**OBJECTIVE:** Replace "gravel" with "sand" in the rows from the line with "Please spot the gravel" up to and including the line with "point(213, 311)", leaving everything else unchanged. Give back only those lines.
————————
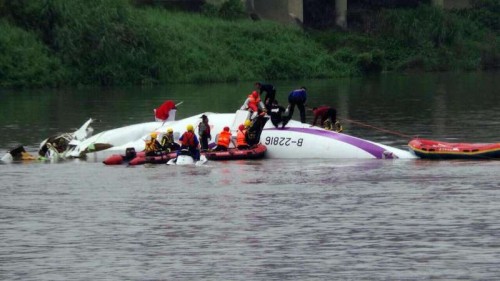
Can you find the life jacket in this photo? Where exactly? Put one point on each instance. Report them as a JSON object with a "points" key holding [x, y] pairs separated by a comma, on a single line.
{"points": [[224, 139], [151, 145], [167, 140], [253, 103], [241, 138], [188, 139]]}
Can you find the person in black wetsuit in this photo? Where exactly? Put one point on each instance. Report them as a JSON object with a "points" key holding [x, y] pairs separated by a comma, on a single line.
{"points": [[270, 91], [297, 98], [255, 129], [276, 113]]}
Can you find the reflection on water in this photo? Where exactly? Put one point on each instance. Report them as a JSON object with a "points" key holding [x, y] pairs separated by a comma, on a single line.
{"points": [[287, 219], [243, 220]]}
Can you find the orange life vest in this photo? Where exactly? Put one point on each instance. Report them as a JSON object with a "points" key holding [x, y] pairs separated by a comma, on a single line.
{"points": [[151, 145], [253, 103], [224, 139], [188, 139], [240, 138]]}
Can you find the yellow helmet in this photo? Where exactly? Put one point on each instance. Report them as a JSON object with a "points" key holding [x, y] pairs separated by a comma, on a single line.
{"points": [[247, 123]]}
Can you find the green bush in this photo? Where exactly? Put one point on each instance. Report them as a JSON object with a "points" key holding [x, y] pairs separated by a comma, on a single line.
{"points": [[25, 61]]}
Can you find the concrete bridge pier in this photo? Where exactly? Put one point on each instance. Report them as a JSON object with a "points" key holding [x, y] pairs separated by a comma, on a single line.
{"points": [[341, 13], [438, 3]]}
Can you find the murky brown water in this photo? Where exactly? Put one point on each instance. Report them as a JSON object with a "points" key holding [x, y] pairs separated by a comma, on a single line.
{"points": [[258, 220]]}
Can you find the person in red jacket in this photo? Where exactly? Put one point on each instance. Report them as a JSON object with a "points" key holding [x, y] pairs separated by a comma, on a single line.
{"points": [[163, 111], [324, 113], [189, 141], [254, 104], [225, 138]]}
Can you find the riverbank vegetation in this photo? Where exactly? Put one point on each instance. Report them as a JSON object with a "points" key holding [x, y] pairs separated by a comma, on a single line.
{"points": [[96, 42]]}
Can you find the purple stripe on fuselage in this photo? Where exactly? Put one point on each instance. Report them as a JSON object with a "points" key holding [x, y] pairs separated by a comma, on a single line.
{"points": [[369, 147]]}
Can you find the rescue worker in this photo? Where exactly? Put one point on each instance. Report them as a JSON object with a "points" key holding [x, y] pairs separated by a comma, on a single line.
{"points": [[241, 137], [253, 104], [152, 144], [276, 113], [163, 111], [337, 127], [167, 141], [254, 129], [204, 132], [189, 141], [270, 91], [297, 98], [323, 113], [225, 138]]}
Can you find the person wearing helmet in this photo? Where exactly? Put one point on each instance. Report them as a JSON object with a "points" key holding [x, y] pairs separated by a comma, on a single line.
{"points": [[324, 113], [162, 113], [253, 104], [204, 132], [167, 141], [224, 139], [276, 113], [270, 91], [254, 129], [189, 141], [297, 98], [241, 138], [152, 144]]}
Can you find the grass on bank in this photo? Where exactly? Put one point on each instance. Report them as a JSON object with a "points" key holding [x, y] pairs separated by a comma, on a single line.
{"points": [[111, 42]]}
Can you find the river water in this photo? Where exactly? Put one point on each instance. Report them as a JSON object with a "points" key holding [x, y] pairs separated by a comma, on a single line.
{"points": [[258, 220]]}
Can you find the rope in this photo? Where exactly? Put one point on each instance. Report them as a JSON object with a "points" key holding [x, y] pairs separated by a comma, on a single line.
{"points": [[377, 128]]}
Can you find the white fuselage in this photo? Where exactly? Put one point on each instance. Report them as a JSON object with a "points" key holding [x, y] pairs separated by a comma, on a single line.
{"points": [[297, 140]]}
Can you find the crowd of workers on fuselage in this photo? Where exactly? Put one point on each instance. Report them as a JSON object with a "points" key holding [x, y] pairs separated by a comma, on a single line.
{"points": [[280, 115], [244, 139], [248, 133]]}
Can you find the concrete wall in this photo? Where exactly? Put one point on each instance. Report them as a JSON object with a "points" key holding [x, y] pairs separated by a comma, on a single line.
{"points": [[456, 4], [285, 11]]}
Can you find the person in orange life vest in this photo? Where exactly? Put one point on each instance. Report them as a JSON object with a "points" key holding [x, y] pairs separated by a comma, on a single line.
{"points": [[189, 141], [163, 111], [253, 104], [241, 138], [323, 113], [225, 138], [204, 132], [152, 145], [270, 93]]}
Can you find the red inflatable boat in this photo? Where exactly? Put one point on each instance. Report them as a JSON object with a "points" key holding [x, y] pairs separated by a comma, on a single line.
{"points": [[139, 158], [432, 149], [256, 152]]}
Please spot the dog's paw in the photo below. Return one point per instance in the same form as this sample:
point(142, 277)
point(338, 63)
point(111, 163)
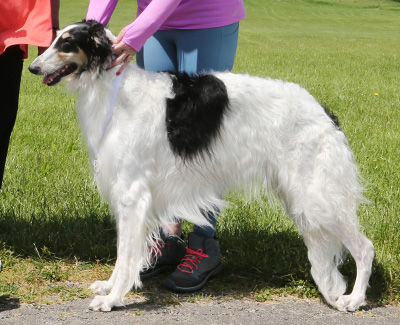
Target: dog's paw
point(104, 303)
point(101, 288)
point(349, 302)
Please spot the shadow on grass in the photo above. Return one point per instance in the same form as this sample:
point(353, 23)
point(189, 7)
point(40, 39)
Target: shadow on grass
point(255, 259)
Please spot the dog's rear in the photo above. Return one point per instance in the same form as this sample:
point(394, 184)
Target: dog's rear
point(175, 143)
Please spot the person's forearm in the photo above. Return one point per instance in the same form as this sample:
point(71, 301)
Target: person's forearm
point(149, 22)
point(101, 10)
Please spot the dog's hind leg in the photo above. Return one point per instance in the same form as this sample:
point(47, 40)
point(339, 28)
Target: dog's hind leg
point(132, 226)
point(325, 254)
point(362, 250)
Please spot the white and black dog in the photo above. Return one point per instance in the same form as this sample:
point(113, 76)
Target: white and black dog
point(169, 145)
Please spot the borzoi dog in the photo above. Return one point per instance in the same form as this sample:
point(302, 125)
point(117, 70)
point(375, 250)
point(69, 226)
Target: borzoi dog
point(169, 146)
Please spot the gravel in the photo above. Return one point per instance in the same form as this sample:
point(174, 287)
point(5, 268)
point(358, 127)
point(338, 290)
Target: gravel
point(213, 311)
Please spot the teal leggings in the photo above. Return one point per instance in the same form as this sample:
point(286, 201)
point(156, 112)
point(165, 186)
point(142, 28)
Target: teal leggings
point(191, 51)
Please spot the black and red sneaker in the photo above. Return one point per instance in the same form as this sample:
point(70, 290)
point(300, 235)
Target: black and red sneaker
point(169, 252)
point(201, 262)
————————
**RESPONSE FOR THIS EXERCISE:**
Please spot the sand in the photo above. Return one point per instance in the same form as this sample:
point(174, 287)
point(5, 268)
point(358, 127)
point(338, 290)
Target: sand
point(213, 311)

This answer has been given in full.